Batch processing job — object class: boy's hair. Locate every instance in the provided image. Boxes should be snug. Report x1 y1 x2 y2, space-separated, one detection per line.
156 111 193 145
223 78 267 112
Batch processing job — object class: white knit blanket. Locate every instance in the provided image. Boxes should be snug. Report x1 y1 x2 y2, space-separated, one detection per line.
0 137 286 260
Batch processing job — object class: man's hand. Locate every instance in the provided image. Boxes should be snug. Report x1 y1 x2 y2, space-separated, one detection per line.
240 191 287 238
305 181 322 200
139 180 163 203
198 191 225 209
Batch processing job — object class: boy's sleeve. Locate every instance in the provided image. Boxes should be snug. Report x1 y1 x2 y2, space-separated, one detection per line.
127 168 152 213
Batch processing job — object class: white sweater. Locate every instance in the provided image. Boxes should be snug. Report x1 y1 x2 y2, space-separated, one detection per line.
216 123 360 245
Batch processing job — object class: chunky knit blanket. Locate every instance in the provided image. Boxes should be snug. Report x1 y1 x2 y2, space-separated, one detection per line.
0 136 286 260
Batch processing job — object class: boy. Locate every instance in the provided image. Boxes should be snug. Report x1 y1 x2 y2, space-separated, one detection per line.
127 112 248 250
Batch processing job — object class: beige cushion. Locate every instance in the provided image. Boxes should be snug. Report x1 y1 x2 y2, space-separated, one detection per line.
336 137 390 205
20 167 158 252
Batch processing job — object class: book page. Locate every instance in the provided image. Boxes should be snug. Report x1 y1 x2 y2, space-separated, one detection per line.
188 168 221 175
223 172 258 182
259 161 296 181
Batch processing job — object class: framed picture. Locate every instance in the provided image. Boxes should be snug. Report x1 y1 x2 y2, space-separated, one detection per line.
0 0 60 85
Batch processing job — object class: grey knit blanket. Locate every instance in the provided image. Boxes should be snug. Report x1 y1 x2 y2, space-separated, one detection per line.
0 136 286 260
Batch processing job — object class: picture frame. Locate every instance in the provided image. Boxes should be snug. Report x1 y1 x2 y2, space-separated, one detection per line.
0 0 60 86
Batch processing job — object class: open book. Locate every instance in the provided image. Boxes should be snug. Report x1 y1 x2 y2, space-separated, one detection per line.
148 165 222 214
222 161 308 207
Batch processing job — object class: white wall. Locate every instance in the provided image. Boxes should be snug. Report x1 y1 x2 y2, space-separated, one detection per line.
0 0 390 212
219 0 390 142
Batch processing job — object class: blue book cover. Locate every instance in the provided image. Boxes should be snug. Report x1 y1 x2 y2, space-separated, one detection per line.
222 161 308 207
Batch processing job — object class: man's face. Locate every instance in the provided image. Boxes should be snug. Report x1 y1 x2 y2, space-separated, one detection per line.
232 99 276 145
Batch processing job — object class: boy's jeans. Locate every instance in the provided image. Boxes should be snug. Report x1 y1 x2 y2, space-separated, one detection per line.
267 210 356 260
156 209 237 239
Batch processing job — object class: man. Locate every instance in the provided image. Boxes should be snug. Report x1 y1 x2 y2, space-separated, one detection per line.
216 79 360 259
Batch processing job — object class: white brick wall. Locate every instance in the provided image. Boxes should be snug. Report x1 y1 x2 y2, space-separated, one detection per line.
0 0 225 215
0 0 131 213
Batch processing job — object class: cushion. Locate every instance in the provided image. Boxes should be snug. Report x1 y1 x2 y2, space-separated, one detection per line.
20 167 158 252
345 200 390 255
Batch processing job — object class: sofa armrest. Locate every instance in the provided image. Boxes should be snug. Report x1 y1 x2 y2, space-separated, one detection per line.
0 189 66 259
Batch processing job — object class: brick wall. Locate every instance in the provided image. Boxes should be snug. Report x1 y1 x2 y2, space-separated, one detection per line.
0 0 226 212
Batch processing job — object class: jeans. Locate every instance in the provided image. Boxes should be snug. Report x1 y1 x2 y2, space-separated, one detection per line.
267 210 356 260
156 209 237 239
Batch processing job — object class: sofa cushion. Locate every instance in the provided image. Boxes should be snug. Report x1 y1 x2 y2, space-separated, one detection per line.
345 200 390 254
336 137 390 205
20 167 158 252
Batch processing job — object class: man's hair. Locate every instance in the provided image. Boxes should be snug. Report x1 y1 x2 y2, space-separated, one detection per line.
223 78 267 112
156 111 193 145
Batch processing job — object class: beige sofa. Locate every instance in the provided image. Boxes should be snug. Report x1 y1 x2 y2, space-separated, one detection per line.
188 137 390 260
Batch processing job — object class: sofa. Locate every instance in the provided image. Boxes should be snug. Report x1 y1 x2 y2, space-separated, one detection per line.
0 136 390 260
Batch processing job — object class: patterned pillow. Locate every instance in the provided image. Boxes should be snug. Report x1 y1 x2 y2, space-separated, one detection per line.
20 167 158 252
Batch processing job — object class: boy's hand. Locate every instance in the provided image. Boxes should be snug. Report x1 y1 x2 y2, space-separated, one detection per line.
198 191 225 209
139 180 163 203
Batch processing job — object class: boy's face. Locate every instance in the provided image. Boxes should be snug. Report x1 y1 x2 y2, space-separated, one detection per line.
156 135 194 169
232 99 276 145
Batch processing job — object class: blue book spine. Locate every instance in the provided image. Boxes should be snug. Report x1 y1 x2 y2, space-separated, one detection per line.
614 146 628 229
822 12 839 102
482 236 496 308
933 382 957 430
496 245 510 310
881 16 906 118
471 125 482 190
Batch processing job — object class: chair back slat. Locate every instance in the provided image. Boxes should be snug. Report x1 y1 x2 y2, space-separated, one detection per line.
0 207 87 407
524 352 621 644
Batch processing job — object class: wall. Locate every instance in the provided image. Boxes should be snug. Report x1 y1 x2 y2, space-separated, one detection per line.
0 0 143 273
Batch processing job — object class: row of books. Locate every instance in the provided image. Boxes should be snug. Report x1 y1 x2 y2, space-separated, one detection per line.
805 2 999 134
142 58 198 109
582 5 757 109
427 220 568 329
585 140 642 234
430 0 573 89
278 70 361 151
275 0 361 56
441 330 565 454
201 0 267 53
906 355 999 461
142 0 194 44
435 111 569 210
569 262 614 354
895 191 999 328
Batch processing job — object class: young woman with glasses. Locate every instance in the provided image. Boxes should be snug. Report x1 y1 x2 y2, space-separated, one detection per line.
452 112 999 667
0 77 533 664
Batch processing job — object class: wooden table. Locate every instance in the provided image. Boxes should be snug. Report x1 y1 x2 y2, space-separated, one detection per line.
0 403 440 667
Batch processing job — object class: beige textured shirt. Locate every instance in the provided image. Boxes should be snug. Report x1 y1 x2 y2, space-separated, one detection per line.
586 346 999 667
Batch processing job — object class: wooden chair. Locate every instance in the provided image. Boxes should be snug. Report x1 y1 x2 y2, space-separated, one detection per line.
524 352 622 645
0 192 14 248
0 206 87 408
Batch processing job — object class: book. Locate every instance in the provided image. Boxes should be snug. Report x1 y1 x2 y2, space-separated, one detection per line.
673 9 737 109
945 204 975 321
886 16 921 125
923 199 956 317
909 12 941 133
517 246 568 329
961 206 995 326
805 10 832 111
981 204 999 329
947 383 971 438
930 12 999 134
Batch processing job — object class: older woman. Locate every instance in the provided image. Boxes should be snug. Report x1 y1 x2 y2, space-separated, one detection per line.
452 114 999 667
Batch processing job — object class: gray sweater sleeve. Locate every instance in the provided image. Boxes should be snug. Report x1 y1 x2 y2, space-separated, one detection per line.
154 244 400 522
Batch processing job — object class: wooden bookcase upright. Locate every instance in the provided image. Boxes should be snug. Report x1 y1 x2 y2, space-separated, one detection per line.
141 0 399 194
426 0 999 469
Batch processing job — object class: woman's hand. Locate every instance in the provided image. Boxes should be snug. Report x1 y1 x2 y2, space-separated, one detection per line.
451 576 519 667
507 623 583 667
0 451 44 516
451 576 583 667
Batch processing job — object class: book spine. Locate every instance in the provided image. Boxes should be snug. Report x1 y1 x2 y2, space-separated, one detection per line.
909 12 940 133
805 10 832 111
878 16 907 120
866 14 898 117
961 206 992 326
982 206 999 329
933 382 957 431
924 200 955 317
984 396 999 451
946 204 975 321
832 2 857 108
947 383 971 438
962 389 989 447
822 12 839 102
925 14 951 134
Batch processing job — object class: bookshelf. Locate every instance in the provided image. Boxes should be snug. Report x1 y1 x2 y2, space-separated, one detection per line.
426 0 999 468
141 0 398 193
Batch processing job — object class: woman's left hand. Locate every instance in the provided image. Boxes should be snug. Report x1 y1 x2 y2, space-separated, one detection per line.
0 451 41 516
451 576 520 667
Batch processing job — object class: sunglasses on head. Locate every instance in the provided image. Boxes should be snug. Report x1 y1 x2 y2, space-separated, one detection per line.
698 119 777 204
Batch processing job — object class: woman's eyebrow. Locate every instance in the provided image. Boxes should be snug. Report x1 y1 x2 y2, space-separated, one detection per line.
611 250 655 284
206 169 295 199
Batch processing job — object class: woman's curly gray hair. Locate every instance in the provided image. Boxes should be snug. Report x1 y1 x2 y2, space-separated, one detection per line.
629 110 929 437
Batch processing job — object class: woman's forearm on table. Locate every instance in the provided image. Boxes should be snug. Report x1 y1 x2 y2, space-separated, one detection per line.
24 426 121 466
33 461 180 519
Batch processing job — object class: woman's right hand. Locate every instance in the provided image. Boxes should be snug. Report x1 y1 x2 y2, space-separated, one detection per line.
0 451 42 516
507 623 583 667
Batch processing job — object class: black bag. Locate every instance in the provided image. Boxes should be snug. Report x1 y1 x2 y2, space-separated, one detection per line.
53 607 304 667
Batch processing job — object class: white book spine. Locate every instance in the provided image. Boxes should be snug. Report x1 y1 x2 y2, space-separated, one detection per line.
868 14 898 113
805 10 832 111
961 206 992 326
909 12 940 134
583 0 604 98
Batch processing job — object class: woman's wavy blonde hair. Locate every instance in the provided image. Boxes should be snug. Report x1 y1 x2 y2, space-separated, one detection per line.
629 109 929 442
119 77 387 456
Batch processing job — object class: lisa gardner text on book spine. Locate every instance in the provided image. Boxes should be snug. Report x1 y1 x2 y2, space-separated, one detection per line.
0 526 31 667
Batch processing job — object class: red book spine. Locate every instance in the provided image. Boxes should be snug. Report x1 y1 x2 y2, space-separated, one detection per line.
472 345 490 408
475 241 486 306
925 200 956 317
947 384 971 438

- Task directions -
Select every line of the entries above that contains the word "table", treating uppercase and lowercase letters as distinct.

- Answer -
Batch processing job — object class: wooden table. Locate every instance in the provided image. Boxes should be snug. Report x1 y1 x2 y2, space-separated, one detection per line.
Batch processing job — object class: woman's forearm on table. Locate every instance in the provided image. Boxes should be snug. Report x1 y1 x2 y2, space-separated, one detection per line.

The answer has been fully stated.